EXERCISE
Replace every "drop a point" with "place a marker" in the records below and give them back otherwise unchanged, leaving out the pictures.

TASK MATERIAL
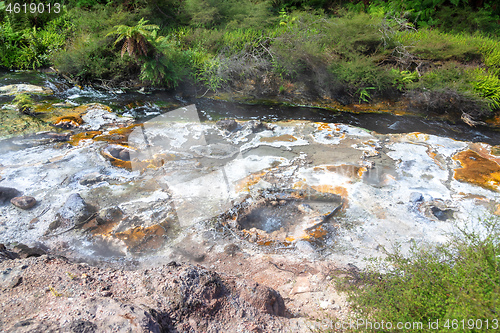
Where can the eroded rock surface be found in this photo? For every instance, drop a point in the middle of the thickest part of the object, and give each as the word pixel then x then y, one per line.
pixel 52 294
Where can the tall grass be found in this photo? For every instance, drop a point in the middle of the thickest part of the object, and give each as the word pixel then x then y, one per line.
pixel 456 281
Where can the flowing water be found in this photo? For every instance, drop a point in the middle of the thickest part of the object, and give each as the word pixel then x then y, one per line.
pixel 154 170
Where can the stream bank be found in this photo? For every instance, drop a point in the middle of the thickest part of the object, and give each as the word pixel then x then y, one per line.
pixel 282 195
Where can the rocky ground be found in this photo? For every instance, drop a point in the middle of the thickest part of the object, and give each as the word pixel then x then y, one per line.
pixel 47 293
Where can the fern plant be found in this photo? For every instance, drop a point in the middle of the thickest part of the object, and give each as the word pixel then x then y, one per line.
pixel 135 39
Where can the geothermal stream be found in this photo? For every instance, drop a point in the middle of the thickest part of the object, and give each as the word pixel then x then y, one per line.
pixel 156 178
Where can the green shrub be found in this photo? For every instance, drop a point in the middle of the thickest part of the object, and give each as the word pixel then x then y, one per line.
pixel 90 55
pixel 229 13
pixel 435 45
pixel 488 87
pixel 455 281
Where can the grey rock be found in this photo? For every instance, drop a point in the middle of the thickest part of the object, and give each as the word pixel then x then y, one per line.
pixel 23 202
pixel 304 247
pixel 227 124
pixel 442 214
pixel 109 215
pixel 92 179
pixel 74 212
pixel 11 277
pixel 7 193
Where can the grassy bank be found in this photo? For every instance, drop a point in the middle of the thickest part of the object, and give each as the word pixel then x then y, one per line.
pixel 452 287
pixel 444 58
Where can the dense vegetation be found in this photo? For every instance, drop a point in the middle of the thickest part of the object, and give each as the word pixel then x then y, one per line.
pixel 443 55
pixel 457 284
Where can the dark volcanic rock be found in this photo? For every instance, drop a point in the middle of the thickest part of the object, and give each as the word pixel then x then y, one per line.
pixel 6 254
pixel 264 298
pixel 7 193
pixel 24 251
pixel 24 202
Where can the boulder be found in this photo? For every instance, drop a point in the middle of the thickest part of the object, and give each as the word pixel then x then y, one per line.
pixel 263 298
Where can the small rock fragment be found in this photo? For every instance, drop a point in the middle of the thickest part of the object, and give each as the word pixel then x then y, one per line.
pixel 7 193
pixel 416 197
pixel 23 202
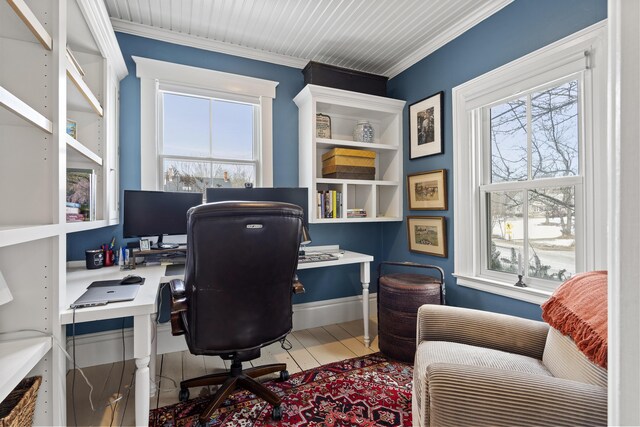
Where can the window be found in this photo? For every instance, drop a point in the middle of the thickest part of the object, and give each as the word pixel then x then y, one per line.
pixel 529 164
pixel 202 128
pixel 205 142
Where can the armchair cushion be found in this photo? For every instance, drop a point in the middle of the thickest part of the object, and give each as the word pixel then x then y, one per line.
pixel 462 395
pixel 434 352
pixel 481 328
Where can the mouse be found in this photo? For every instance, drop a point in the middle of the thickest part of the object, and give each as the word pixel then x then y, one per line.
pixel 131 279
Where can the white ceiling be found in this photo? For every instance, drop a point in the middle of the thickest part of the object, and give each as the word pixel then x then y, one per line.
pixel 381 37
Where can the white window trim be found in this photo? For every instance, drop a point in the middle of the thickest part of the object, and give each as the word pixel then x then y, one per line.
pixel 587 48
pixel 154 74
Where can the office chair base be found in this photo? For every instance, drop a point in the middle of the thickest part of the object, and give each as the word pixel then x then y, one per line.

REPLY TO THE TASK
Where can the eroded rock surface be found in this photo? For every instance, place a marker in the middle of the thickest part of the object, and give each as the word pixel then x then y, one per line.
pixel 52 294
Where can the tall grass be found in this photo? For every instance, place a marker in the middle of the thickest part of the object, and give each as the word pixel then x then y, one per line.
pixel 456 281
Where can the flowing water be found in this photo? For every instance, place a marker in the middle of the thickest part of the object, and give each as the word pixel then x then y, one per line.
pixel 154 170
Where can the stream bank be found in this photo? For every instance, place a marker in the middle of the thickest part of the object, and give each as the word pixel then x then y, one per line.
pixel 282 195
Where can the rocky ground be found in this photo? For every instance, place a marker in the middle of the thickest part of the object, and give each as the word pixel then x then y, one per line.
pixel 47 293
Where can the fern plant be found in this photo? For every instance, place a marker in the middle of the thickest part of the object, and give each as the word pixel then x then y, one per line.
pixel 135 39
Where can the geothermal stream be found in this photo? For every instance, place a marker in the middle of the thickest part of the object, and give each as the word pixel then x then y, one per line.
pixel 156 178
Where can the green shrub be found in this photo? For every instance, place a marker in the middle of the thickest part of the object, and give each as the word pixel then x then y, one per line.
pixel 90 55
pixel 229 13
pixel 435 45
pixel 488 87
pixel 455 281
Where can the grey rock be found in this photo? For every instance, place a marker in the middle of the thickest part of the object, and give each as the word pixel then x then y, one per line.
pixel 23 202
pixel 304 247
pixel 227 124
pixel 442 214
pixel 109 215
pixel 92 179
pixel 74 212
pixel 11 277
pixel 7 193
Where can the grassy bank be found in this photo? For every instance, place a marker in the middle of the thickest part of the object, and give each as the word pixel then x then y, one per line.
pixel 452 287
pixel 444 58
Where can the dense vegetation be found in this photo? For every instance, place a marker in the middle of the thickest part of the object, and give each as the word pixel then x then y, one per line.
pixel 443 55
pixel 457 284
Where can the dark volcanic rock be found in this photo? For every instance, place a marker in the middle of the thickest part of the object, and give each as the word pixel then x then y, one per line.
pixel 6 254
pixel 264 298
pixel 7 193
pixel 24 251
pixel 24 202
Where can the boulder be found in this photo? For every instance, place a marker in the middle of the thickest part of the object, and give each as the word pixel then x then y, one per line.
pixel 263 298
Where can the small rock fragment be found in this photo? For every instance, place a marker in the middle of the thickest part of the object, and give each as the word pixel then x then y, one per line.
pixel 7 193
pixel 416 197
pixel 23 202
Where can the window be found in this photo? For every instance, place a marker in the middle of the thickest part of the object, and give each as the word pixel then x then y, one per line.
pixel 529 164
pixel 202 128
pixel 205 142
Where can the armchair cushion be found in this photo? For every instance, place a marker in the middle of the thickest part of the object, and give each as the word pixel then x then y, one per line.
pixel 462 395
pixel 434 352
pixel 481 328
Where can the mouse be found in this photo? For every instance, place a marker in the middle of the thickest part of the object, and give each as the word pixel then x then y, one per line.
pixel 131 279
Where can the white ceiling be found in this photo? For every instance, place a marker in the middle of the thickest part of the object, and give each as the word pixel then x then y, one per line.
pixel 381 37
Where can the white window trim be found in this photo? For every instance, place a marker in the middle of the thickest part of the object, and give each as the word pixel then x then y, one per line.
pixel 587 48
pixel 154 74
Where can the office chair base be found in this photo? For every instance, place a marker in the middle of the thickest part of the object, and give each as the word pixel then x then y, one per line.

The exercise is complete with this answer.